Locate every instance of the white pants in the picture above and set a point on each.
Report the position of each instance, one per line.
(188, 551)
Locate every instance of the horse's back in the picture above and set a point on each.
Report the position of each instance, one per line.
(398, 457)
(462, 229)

*EXERCISE AIM*
Using the data above, reproduce every line exactly.

*TASK RESPONSE*
Locate every instance of the white pants in the picture above and set a point on each.
Report the position of each instance, one per line.
(188, 551)
Locate every instance of the horse's back in the picture above and set a point on each.
Report the position of each instance, one per line.
(398, 457)
(462, 229)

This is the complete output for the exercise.